* _Passage shown_:
⁂

Section 1 (as amended by Law no. 4928 of 15 July 2003)
“Terrorism is any kind of criminal act committed by one or more persons belonging to an organisation with the aim of changing the characteristics of the Republic as specified in the Constitution, its political, legal, social, secular and economic system, damaging the indivisible unity of the Turkish State and Republic, weakening or destroying or seizing the authority of the State, undermining fundamental rights and freedoms or damaging the internal and external security of the State, public order or general health by using force and violence and methods of pressure, terror, intimidation, oppression or threat.
Section 3
“Offences defined in Articles...168...of the Turkish Criminal Code are terrorist offences.”
Section 7 § 1 (before amendment by Law no.5532 of 29 June 2006)
“Without prejudice to sections 3 and 4 of this Law and the articles 168...of the Criminal Code, those who establish, manage or become members of an organisation as defined under section 1 of this Law shall be punished by a term of imprisonment of from five to ten years.. .Those who aid and abet members of such organisations and spread propaganda on their behalf shall be punished by a term of imprisonment of from one to five years, even if the act in question constitutes a separate offence.”

⁂

* _Actions to take_:
1. Answer these questions from the law excerpt:
(a) Which law amended Section 1?
(b) Which article number of the Turkish Criminal Code does Section 3 cite?
(c) Under Section 7 § 1, what term of imprisonment applies to those who establish, manage or become members of such an organisation?
2. Duplicate the part of the law excerpt that opens with the words containing "Section 1 (as" and closes with "29 June 2006)".

* _Saved entries_:
⁂

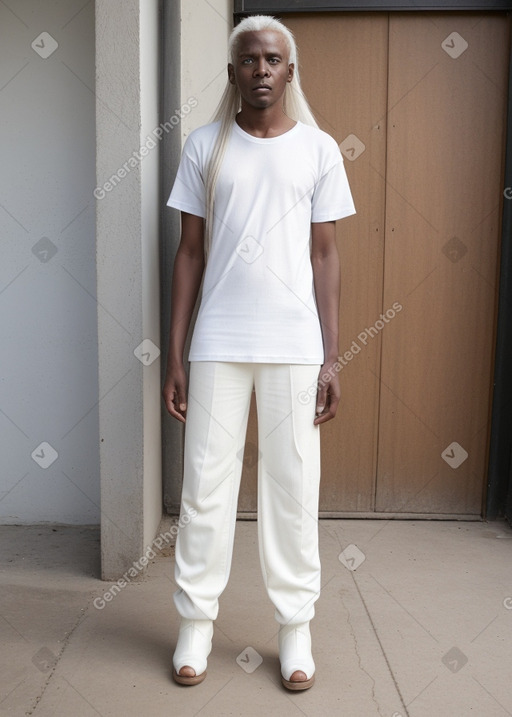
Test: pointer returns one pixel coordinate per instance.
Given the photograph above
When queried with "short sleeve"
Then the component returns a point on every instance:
(332, 198)
(188, 193)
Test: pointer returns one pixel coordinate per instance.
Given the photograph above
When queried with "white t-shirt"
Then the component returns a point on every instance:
(258, 302)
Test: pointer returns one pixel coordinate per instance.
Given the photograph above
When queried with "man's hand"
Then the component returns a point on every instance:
(174, 392)
(328, 393)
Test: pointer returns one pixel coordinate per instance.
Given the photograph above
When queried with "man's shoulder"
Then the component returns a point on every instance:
(204, 134)
(318, 138)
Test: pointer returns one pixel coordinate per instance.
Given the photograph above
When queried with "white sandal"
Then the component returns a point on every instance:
(295, 655)
(193, 647)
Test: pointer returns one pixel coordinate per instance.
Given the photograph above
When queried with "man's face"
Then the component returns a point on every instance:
(260, 69)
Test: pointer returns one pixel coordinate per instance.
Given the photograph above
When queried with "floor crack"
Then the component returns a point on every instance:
(65, 643)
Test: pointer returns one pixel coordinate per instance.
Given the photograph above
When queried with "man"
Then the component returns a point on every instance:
(259, 192)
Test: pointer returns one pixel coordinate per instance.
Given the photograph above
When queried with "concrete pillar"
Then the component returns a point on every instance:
(127, 230)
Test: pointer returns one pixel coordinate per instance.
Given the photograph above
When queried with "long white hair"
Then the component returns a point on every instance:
(295, 105)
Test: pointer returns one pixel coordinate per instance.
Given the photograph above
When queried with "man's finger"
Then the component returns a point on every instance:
(321, 399)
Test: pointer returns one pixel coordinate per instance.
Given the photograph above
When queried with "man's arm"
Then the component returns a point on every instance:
(186, 280)
(326, 275)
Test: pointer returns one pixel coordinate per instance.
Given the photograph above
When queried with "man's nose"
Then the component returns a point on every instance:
(261, 69)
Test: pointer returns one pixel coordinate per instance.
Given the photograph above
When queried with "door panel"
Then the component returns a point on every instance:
(443, 207)
(427, 189)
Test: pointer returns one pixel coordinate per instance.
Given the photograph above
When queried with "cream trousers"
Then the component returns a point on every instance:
(288, 484)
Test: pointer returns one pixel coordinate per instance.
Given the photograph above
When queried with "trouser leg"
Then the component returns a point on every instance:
(288, 489)
(218, 408)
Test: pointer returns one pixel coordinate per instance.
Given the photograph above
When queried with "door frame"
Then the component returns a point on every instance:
(499, 475)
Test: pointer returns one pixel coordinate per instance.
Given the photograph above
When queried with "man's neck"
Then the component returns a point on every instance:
(268, 122)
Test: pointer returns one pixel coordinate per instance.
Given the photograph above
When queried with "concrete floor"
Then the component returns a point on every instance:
(414, 620)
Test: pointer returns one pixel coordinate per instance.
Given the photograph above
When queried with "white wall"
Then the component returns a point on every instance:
(205, 29)
(48, 326)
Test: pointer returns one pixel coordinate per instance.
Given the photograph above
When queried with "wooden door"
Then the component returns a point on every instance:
(417, 102)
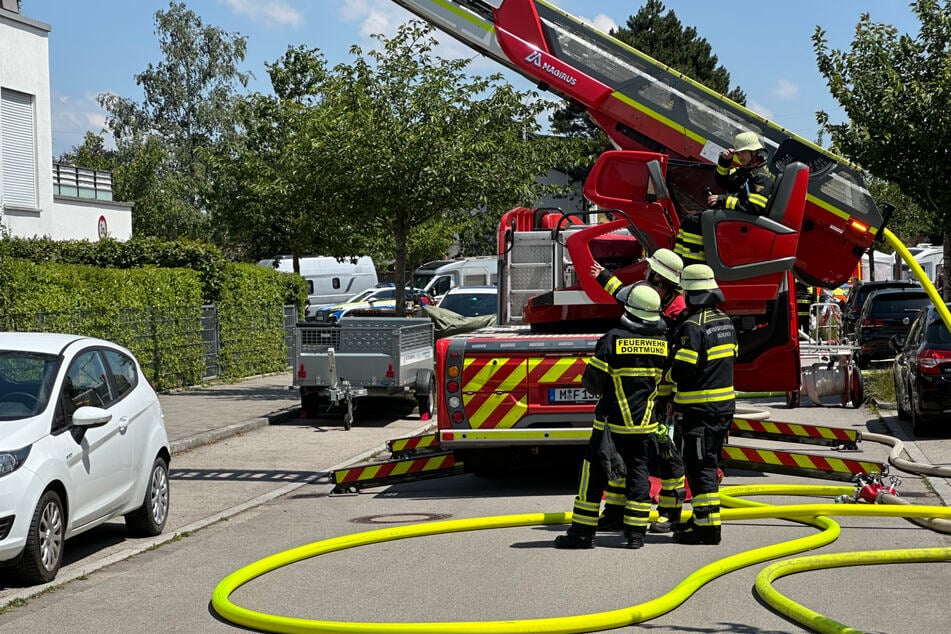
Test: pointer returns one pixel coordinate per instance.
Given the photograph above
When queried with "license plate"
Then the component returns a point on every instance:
(570, 395)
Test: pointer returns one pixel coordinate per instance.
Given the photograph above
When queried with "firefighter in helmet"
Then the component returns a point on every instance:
(741, 171)
(627, 364)
(702, 370)
(664, 461)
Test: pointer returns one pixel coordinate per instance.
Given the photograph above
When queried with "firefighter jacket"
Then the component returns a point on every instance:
(702, 369)
(805, 298)
(670, 307)
(627, 365)
(749, 188)
(688, 243)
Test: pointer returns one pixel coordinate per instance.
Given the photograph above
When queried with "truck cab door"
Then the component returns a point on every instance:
(739, 245)
(634, 183)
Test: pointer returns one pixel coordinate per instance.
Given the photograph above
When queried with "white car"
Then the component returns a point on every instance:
(82, 441)
(471, 301)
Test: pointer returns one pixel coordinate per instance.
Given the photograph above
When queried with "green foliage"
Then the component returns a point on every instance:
(373, 156)
(188, 107)
(896, 91)
(251, 322)
(664, 37)
(205, 259)
(156, 313)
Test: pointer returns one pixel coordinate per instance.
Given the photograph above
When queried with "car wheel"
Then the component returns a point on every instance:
(43, 554)
(149, 519)
(903, 413)
(426, 394)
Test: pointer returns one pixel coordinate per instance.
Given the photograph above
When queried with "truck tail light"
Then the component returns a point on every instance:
(929, 361)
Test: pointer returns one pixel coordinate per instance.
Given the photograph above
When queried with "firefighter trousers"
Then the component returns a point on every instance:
(702, 445)
(592, 483)
(665, 463)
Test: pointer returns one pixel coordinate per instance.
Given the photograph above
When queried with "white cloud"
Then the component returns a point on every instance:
(786, 89)
(271, 12)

⁂

* _Exercise solutions_:
1.
(a) Law no. 4928 of 15 July 2003
(b) 168
(c) From five to ten years

2.
Section 1 (as amended by Law no. 4928 of 15 July 2003)
“Terrorism is any kind of criminal act committed by one or more persons belonging to an organisation with the aim of changing the characteristics of the Republic as specified in the Constitution, its political, legal, social, secular and economic system, damaging the indivisible unity of the Turkish State and Republic, weakening or destroying or seizing the authority of the State, undermining fundamental rights and freedoms or damaging the internal and external security of the State, public order or general health by using force and violence and methods of pressure, terror, intimidation, oppression or threat.
Section 3
“Offences defined in Articles...168...of the Turkish Criminal Code are terrorist offences.”
Section 7 § 1 (before amendment by Law no.5532 of 29 June 2006)